▸ **表示レコード**:
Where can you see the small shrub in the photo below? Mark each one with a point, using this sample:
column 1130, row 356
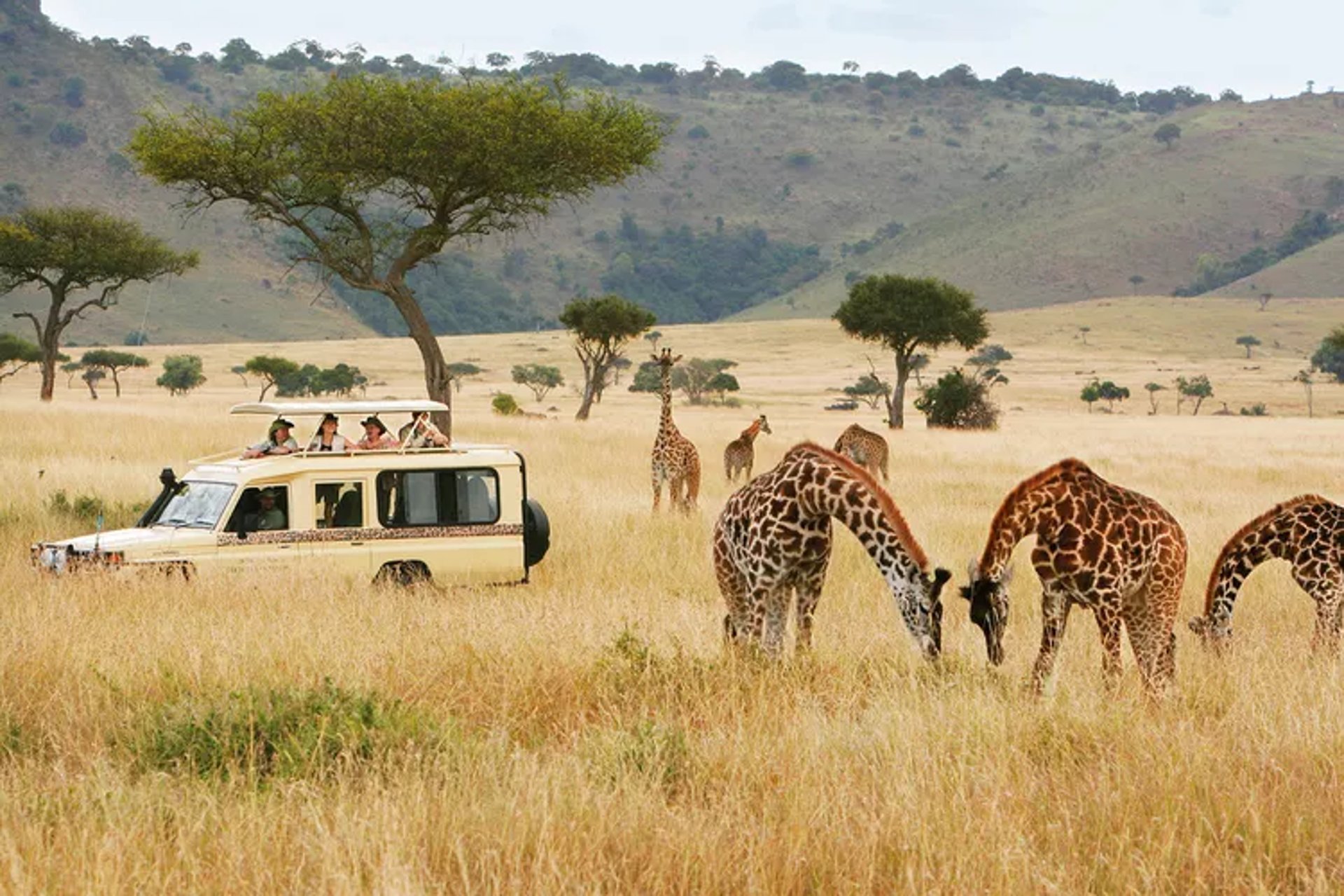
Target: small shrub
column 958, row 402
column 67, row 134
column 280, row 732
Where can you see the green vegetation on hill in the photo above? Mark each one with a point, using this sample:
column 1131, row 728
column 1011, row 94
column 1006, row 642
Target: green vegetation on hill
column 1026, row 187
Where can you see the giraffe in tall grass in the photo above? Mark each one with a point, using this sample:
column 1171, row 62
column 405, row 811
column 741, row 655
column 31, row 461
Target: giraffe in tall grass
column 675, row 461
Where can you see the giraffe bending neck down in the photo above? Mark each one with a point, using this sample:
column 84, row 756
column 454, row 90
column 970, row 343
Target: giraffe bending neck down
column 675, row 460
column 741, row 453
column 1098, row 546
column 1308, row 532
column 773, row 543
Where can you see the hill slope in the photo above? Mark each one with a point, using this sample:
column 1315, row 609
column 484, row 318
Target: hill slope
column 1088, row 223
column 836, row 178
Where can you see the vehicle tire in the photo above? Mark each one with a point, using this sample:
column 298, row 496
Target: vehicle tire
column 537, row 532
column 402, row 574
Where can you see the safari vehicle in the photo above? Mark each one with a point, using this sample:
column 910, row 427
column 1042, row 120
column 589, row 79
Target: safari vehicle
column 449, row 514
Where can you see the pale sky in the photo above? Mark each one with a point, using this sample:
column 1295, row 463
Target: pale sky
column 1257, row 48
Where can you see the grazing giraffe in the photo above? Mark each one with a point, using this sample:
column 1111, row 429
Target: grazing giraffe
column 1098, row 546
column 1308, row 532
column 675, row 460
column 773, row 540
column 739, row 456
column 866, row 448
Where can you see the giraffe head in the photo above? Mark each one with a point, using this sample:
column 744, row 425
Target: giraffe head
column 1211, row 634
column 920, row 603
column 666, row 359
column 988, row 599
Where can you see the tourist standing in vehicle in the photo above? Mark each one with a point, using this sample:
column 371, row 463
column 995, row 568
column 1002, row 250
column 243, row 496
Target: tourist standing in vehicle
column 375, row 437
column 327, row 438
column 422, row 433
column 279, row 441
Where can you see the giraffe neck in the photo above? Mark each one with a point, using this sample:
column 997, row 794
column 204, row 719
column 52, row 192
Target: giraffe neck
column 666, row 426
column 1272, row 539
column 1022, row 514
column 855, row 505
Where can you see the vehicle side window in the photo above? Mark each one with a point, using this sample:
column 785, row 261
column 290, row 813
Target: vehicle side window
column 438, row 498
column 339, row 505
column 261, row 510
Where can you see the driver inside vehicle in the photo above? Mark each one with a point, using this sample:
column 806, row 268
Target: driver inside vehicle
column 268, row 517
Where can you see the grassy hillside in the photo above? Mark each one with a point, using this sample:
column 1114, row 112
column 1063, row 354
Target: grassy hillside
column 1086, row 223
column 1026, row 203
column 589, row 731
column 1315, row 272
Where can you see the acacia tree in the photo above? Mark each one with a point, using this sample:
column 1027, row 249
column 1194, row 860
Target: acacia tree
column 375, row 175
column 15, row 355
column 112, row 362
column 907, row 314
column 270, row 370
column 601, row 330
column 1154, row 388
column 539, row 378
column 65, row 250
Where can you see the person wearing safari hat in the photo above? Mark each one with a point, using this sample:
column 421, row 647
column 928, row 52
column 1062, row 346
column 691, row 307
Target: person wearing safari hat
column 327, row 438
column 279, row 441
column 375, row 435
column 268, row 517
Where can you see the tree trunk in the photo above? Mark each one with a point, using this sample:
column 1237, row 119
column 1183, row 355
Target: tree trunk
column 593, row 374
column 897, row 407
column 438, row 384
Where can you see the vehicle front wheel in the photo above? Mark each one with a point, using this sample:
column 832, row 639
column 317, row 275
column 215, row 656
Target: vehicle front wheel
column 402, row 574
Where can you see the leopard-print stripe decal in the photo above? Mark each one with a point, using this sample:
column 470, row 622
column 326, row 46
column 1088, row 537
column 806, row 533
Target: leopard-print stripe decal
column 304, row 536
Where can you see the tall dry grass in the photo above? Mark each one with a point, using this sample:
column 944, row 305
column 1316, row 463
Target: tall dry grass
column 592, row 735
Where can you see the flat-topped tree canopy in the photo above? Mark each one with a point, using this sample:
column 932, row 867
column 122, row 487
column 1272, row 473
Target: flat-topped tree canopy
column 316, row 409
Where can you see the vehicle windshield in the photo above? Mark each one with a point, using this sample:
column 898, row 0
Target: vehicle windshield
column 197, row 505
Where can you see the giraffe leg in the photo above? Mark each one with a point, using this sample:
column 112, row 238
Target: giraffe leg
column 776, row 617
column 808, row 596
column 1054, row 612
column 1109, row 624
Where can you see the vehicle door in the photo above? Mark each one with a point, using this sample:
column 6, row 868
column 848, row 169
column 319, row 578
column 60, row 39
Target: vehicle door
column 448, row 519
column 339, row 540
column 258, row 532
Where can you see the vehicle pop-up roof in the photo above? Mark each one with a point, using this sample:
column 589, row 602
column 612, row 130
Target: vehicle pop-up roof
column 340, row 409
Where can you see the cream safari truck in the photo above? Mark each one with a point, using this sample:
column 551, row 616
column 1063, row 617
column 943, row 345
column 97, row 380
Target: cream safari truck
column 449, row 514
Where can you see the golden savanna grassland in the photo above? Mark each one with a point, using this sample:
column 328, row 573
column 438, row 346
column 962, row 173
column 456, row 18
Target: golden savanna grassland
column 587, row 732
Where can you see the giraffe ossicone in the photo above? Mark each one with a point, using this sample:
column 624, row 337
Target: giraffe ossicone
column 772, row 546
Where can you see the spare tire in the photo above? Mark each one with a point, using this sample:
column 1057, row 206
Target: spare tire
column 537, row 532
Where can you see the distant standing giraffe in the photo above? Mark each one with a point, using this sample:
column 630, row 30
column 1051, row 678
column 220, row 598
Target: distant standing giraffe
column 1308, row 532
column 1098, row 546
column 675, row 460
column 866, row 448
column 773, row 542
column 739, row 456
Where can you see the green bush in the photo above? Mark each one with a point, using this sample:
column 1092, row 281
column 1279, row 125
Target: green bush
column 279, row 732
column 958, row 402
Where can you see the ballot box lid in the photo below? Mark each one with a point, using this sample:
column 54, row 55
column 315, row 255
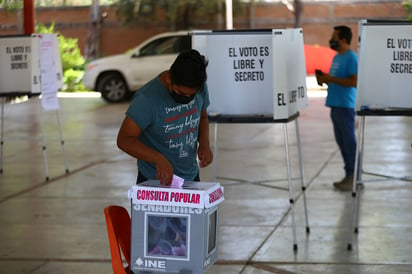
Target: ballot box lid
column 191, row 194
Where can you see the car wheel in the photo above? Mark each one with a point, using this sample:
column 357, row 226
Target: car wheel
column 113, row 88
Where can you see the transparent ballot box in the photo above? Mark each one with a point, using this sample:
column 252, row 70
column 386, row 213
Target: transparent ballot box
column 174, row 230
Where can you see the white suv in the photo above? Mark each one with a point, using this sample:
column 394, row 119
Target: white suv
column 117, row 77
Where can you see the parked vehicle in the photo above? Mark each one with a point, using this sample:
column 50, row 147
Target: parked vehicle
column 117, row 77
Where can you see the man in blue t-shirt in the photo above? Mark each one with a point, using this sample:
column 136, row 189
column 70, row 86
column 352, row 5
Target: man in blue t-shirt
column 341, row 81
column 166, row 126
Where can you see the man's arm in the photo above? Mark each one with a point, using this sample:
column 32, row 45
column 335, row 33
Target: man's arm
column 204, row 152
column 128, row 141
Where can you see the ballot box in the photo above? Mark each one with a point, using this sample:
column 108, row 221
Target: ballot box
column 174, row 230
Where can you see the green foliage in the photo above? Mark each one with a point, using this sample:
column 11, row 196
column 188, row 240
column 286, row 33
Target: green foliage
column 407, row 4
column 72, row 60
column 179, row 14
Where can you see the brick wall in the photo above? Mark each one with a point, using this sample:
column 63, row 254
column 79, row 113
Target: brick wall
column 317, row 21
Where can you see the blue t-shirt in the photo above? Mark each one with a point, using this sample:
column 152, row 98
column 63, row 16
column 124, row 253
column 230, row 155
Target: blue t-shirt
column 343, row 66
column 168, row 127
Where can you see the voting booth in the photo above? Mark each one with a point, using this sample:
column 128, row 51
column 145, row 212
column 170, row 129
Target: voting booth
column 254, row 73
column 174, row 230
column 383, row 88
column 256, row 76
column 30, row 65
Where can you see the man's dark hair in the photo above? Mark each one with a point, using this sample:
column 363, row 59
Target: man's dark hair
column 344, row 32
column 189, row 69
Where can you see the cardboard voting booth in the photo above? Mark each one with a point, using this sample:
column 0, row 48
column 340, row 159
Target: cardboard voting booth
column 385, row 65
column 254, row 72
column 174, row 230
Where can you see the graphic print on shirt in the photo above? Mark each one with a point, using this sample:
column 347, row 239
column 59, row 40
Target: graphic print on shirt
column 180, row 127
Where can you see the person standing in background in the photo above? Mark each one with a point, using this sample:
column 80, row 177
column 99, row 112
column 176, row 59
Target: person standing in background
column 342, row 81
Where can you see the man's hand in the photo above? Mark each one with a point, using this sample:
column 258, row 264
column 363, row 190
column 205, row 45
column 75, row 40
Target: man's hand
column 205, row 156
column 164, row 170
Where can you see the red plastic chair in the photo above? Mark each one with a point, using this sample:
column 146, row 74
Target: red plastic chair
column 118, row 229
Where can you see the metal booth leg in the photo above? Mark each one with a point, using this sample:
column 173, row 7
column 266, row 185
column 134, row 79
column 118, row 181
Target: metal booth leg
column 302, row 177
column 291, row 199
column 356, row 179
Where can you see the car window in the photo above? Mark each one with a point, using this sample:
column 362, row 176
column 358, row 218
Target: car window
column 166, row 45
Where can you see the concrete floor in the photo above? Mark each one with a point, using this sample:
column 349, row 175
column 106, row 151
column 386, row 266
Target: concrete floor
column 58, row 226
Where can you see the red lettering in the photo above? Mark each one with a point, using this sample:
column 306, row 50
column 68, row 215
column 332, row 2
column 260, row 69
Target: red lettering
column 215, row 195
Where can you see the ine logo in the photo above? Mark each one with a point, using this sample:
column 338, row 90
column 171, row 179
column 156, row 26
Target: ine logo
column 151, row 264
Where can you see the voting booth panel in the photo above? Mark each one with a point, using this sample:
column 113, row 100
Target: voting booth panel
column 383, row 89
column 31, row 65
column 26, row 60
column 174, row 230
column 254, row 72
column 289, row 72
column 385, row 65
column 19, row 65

▸ **指示**: レコードの先頭から「column 1026, row 187」を含む行までを、「small shrub」を「low bush」に入れ替えて再出力せよ。それ以外は一切変更せず、画像は出力に含めないこと。

▸ **実行結果**:
Where can you see the low bush in the photo below? Mark each one with a point, using this sample:
column 1130, row 356
Target: low bush
column 958, row 402
column 67, row 134
column 280, row 732
Where can you see the green vegetation on hill in the photo above? Mark each one with a point, using this sample:
column 1131, row 728
column 1011, row 94
column 1006, row 642
Target: green vegetation on hill
column 1026, row 187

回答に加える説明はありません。